## What is required
Rewrite the entries below as a numbered list with one line per item, skipping blank lines and leaving out the pictures.
═════ Material for the task ═════
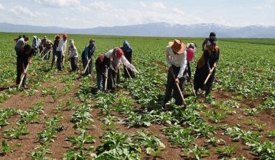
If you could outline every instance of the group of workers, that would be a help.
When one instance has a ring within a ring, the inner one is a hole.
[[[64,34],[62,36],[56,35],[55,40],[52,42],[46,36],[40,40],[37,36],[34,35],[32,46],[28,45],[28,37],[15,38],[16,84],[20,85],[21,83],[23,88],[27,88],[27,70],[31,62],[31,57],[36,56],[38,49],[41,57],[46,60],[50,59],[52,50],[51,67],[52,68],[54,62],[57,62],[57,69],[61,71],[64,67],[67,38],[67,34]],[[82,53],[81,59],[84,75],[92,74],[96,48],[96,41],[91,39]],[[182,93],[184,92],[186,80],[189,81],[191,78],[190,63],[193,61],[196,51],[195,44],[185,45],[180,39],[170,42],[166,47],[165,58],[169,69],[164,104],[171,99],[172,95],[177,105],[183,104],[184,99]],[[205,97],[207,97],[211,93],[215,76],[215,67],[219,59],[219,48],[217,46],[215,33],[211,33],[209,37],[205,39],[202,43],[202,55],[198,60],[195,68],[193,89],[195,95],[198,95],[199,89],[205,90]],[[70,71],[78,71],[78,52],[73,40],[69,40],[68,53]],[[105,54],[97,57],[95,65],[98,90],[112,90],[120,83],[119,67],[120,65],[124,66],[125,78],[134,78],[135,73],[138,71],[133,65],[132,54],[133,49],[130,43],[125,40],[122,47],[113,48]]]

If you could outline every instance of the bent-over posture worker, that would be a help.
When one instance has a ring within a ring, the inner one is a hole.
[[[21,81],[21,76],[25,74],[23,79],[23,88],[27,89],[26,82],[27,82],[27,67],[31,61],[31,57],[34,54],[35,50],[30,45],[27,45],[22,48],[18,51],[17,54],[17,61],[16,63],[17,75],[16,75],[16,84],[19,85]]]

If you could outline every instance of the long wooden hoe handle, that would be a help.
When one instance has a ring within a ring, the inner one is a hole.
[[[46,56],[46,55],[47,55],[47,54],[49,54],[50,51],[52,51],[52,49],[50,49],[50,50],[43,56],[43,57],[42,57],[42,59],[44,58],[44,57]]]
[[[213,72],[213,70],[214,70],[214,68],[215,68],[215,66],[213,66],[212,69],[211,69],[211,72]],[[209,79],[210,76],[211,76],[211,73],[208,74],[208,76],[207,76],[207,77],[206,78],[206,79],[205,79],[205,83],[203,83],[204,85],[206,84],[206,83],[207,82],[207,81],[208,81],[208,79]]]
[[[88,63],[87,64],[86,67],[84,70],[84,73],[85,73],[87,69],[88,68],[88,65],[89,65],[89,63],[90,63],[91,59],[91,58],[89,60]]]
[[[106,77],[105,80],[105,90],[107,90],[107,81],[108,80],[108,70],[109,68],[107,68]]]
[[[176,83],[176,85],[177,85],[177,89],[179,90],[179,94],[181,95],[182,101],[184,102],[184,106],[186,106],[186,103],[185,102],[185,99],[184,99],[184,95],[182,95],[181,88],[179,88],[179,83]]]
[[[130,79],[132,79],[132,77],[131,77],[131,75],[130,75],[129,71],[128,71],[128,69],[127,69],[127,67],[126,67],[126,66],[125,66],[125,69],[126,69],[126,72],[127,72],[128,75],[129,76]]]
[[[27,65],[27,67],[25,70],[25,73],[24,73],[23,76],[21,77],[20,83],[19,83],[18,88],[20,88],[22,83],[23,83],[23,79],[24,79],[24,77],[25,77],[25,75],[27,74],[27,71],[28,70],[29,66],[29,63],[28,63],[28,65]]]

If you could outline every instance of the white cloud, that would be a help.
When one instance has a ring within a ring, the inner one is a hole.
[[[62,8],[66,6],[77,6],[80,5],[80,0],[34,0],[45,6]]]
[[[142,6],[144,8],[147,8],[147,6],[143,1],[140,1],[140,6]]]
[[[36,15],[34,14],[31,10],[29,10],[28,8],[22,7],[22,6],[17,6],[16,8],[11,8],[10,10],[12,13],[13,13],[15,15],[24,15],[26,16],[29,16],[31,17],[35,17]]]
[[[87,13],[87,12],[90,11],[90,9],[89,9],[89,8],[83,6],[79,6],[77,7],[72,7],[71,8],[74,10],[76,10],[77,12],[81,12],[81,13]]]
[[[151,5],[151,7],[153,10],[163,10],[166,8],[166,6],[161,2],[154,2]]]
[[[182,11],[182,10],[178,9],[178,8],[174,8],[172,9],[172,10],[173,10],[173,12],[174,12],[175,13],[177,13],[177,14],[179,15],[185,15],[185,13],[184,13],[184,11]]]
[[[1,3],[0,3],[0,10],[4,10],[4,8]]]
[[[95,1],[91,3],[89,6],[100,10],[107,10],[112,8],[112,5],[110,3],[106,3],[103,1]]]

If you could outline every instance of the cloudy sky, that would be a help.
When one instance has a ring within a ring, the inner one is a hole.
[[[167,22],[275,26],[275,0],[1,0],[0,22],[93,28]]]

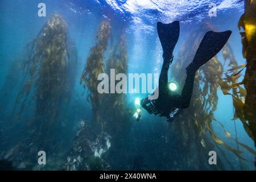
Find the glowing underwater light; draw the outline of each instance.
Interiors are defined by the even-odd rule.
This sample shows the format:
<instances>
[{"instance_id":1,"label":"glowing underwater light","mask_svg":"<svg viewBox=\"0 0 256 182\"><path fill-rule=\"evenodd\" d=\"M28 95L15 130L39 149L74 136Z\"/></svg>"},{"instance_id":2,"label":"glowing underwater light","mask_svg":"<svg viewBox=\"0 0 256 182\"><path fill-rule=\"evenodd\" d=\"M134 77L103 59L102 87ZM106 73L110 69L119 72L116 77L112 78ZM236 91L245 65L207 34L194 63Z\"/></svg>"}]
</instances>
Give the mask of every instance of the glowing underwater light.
═════
## Solution
1. If you could outline every instance of the group of workers, that would be a help.
2. When one instance has a ring within a ring, the inner one is a hole.
3. [[[64,34],[62,36],[56,35],[55,40],[52,42],[46,36],[40,40],[37,36],[34,35],[32,46],[28,45],[28,37],[15,38],[16,84],[20,85],[21,83],[23,88],[27,88],[27,70],[31,62],[31,57],[36,56],[38,49],[41,57],[46,60],[50,59],[52,50],[51,67],[52,68],[54,62],[57,62],[57,69],[61,71],[64,67],[67,38],[67,34]],[[82,53],[81,59],[84,75],[92,74],[96,48],[96,41],[91,39]],[[182,93],[184,92],[186,80],[189,81],[191,78],[190,63],[193,61],[196,51],[195,44],[185,45],[180,39],[170,42],[166,47],[165,58],[169,69],[164,104],[171,99],[172,95],[177,105],[183,104],[184,99]],[[205,97],[207,97],[211,93],[215,76],[215,67],[219,59],[219,48],[217,46],[215,33],[211,33],[209,37],[205,39],[202,43],[202,55],[198,60],[195,68],[193,89],[195,95],[198,95],[199,89],[205,90]],[[70,71],[78,71],[78,52],[73,40],[69,40],[68,53]],[[105,54],[97,57],[95,65],[98,90],[112,90],[120,83],[119,67],[120,65],[124,66],[125,78],[134,78],[135,73],[138,71],[133,65],[132,54],[133,49],[130,43],[125,40],[122,47],[113,48]]]
4. If you could outline every instance of the bent-over posture worker, that would be a help.
5. When one instance has a ring within a ring, the inner one is a hole.
6. [[[21,81],[21,76],[25,74],[23,79],[23,88],[27,89],[26,82],[27,82],[27,67],[31,61],[31,57],[34,54],[35,50],[30,45],[27,45],[22,48],[18,51],[17,54],[17,61],[16,63],[17,75],[16,75],[16,84],[19,85]]]
7. If you could outline every instance of the long wooden hoe handle, that would be a help.
8. When one instance has a ring within a ring, the inner one is a hole.
9. [[[46,56],[46,55],[47,55],[47,54],[49,54],[50,51],[52,51],[52,49],[50,49],[50,50],[43,56],[43,57],[42,57],[42,59],[44,58],[44,57]]]
10. [[[213,72],[213,70],[214,70],[214,68],[215,68],[215,66],[213,66],[212,69],[211,69],[211,72]],[[209,79],[210,76],[211,76],[211,73],[208,74],[208,76],[207,76],[207,77],[206,78],[206,79],[205,79],[205,83],[203,83],[204,85],[206,84],[206,83],[207,82],[207,81],[208,81],[208,79]]]
11. [[[88,63],[87,64],[86,67],[84,70],[84,73],[85,73],[87,69],[88,68],[88,65],[89,65],[89,63],[90,63],[91,59],[91,58],[89,60]]]
12. [[[106,77],[105,80],[105,90],[107,90],[107,81],[108,80],[108,70],[109,68],[107,68]]]
13. [[[176,83],[176,85],[177,85],[177,89],[179,90],[179,94],[181,95],[182,101],[184,102],[184,106],[186,106],[186,103],[185,102],[185,99],[184,99],[184,95],[182,95],[181,88],[179,88],[179,83]]]
14. [[[130,79],[132,79],[132,77],[131,77],[131,75],[130,75],[129,71],[128,71],[128,69],[127,69],[127,67],[126,67],[126,66],[125,66],[125,69],[126,69],[126,72],[127,72],[128,75],[129,76]]]
15. [[[27,65],[27,67],[25,70],[25,73],[24,73],[23,76],[21,77],[20,83],[19,83],[18,88],[20,88],[22,83],[23,83],[23,79],[24,79],[24,77],[25,77],[25,75],[27,74],[27,71],[28,70],[29,66],[29,63],[28,63],[28,65]]]
16. If you could outline every instance of the white cloud, that would be a help.
17. When one instance has a ring within a ring, the inner one is a hole.
18. [[[62,8],[66,6],[77,6],[80,5],[80,0],[34,0],[45,6]]]
19. [[[142,6],[144,8],[147,8],[147,6],[143,1],[140,1],[140,6]]]
20. [[[36,15],[34,14],[31,10],[29,10],[28,8],[22,7],[22,6],[17,6],[16,8],[11,8],[10,10],[12,13],[13,13],[15,15],[24,15],[26,16],[29,16],[31,17],[35,17]]]
21. [[[87,13],[87,12],[90,11],[90,9],[89,9],[89,8],[83,6],[79,6],[77,7],[72,7],[71,8],[74,10],[76,10],[77,12],[81,12],[81,13]]]
22. [[[151,5],[151,7],[153,10],[163,10],[166,8],[166,6],[161,2],[154,2]]]
23. [[[182,11],[182,10],[178,9],[178,8],[174,8],[172,9],[172,10],[173,10],[173,12],[174,12],[175,13],[177,13],[177,14],[179,15],[185,15],[185,13],[184,13],[184,11]]]
24. [[[1,3],[0,3],[0,10],[4,10],[4,8]]]
25. [[[95,1],[91,3],[89,6],[100,10],[107,10],[112,8],[112,5],[110,3],[106,3],[103,1]]]
26. If you could outline every instance of the cloudy sky, that would be a help.
27. When one instance has a ring within a ring, the inner one is a hole.
28. [[[167,22],[275,26],[275,0],[1,0],[0,22],[93,28]]]
29. Find the glowing underwater light; draw the outline of each instance.
30. Interiors are defined by the even-odd rule.
31. This sample shows the format:
32. <instances>
33. [{"instance_id":1,"label":"glowing underwater light","mask_svg":"<svg viewBox=\"0 0 256 182\"><path fill-rule=\"evenodd\" d=\"M28 95L15 130L39 149L74 136Z\"/></svg>"},{"instance_id":2,"label":"glowing underwater light","mask_svg":"<svg viewBox=\"0 0 256 182\"><path fill-rule=\"evenodd\" d=\"M134 77L103 59L102 87ZM106 73L110 69L119 72L116 77L112 78ZM236 91L245 65L207 34L194 63Z\"/></svg>"}]
34. </instances>
35. Give the mask of every instance of the glowing underwater light.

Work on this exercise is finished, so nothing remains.